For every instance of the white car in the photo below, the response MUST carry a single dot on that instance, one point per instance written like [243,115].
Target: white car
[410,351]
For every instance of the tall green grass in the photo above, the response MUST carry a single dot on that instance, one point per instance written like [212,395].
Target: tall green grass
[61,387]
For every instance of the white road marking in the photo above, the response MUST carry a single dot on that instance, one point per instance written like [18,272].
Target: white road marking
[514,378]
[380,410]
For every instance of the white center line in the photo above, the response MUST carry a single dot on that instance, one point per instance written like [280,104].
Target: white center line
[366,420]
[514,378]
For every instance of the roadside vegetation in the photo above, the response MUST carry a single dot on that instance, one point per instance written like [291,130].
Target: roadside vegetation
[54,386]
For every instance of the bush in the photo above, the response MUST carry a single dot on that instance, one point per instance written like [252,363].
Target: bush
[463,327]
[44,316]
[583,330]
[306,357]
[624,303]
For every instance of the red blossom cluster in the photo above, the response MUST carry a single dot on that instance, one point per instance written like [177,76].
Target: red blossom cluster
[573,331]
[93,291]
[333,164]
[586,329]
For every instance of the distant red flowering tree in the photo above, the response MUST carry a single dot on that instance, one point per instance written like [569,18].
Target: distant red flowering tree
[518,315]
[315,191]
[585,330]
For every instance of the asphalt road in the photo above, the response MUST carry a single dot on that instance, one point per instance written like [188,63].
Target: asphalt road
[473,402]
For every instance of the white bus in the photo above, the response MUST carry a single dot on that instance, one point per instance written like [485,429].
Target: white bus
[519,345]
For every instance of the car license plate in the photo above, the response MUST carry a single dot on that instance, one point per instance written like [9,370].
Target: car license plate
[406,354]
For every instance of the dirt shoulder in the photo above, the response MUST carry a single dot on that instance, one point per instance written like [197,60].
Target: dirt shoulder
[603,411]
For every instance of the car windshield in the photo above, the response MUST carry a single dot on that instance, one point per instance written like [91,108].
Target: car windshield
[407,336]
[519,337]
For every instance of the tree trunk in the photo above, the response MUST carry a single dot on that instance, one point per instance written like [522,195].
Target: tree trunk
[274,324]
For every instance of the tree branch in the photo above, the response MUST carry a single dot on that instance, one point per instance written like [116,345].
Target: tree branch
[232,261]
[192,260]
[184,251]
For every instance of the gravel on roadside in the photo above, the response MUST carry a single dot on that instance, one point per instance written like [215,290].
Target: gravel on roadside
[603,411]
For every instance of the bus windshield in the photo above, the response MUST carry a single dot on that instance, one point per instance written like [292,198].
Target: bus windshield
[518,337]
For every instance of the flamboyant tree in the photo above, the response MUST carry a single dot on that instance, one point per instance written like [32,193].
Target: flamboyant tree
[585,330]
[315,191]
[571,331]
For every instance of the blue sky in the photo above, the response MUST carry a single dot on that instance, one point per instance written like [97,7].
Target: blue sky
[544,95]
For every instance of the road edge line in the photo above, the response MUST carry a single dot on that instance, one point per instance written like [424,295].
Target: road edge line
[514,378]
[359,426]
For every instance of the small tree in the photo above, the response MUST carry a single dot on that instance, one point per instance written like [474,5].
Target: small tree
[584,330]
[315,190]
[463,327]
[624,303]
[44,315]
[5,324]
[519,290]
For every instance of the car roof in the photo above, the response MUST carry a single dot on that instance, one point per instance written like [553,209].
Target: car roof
--- --- ---
» **WRITTEN INSTRUCTION**:
Can you copy out every line of the records above, word for word and without changing anything?

» **RESULT FOR THIS EXERCISE**:
For every instance of the white car in the photo below, the response MUST carry a single dot on that instance, one point per instance written like [243,115].
Target: white car
[410,351]
For every instance of the tall green grass in the photo above, the response MUST carry a single dot on that instance, one point per instance written like [212,395].
Target: tall green grass
[61,387]
For every instance of the white road marking in the photo above, the response MUST carry a single dot on that instance, one point per instance written like [18,272].
Target: white road marking
[514,378]
[380,410]
For every instance of the white center line in the photo above, the response MUST carry a single dot on that instance, one point per instance written like [280,104].
Target: white center line
[366,420]
[514,378]
For every instance of the roadside vegetation in the photo above, the response MUST carry a single dot on that instance, one point per instance written like [291,130].
Target: roadside vegetation
[54,386]
For every instance of the bush in the photo above, the response MUST carry a single dot on that instance, one point per instance written like [252,363].
Target: bush
[463,327]
[44,316]
[583,330]
[306,357]
[624,303]
For every instance of the red blossom cluster in the photo above, the response MUST carry a single dot on that instance, one point per instance written like [177,76].
Target: red blossom cluster
[573,331]
[93,291]
[333,164]
[586,329]
For every instance of the distant red flowering tree in the photo above, the response MUST carry a single dot on that instance, one point per instance written like [569,18].
Target: distant red flowering tree
[518,315]
[315,191]
[585,330]
For every instance of the asphalt road in the photo above, the response MUST carry a single dot on that instance, one point per instance written like [188,63].
Target: asphalt road
[473,402]
For every instance of the white bus in the photo above, the response MUST carry a single dot on that instance, one point per instance written like [485,429].
Target: white bus
[519,345]
For every instance of the car license plate in the photo above, the response MUST carry a single dot on that instance, one point per instance written like [9,370].
Target: car license plate
[406,354]
For every instance of the dirt shoulder in the photo above, the response MUST carry a single dot on that instance, one point per instance written like [197,60].
Target: dirt shoulder
[603,411]
For every instance of the car windshield in the photo above, the response MUST carry a single dot on that instance, one point per instance written like [91,108].
Target: car windshield
[407,336]
[519,337]
For every instance of the tree trunk in the photo above, the response MUST carry a single dot on that instance, one point per instance written like [522,195].
Target: tree trunk
[274,324]
For every instance of the tree branch in the photo above, the response MUST carry a single dot on that instance, one point per instance written like [116,345].
Target: tree branch
[232,261]
[192,260]
[184,251]
For every instance of the gravel on roadside in the photo above, the response MUST carry a single dot on that instance, one point per instance written like [215,290].
Target: gravel on roadside
[603,411]
For every instance of the bus windshield in the photo above, the response MUST carry a single dot on that instance, one point per instance written like [292,198].
Target: bus windshield
[518,337]
For every instance of the flamboyant tree in the photo above, the response MUST carry a single dot on that instance, one point per instance written like [32,193].
Target: flamboyant tree
[585,330]
[315,191]
[571,331]
For every instance of the blue sky in the photo above, the response MUST carry a single dot on that instance, one point per instance written like [97,7].
Target: blue sky
[544,95]
For every instance of the road edge line in the photo above, the response MUST carry a single dot on that instance, one point per instance written like [424,295].
Target: road edge line
[514,378]
[359,426]
For every instance of the small tree in the photo above, the response MUST carry a single dot on that instance, one point per instance written like [474,5].
Target: small tree
[584,330]
[315,190]
[463,327]
[624,303]
[44,315]
[5,324]
[519,290]
For every instance of the car roof in the photo above, the response MUST carry a single dot on that instance, one point per instance written like [553,209].
Target: car roof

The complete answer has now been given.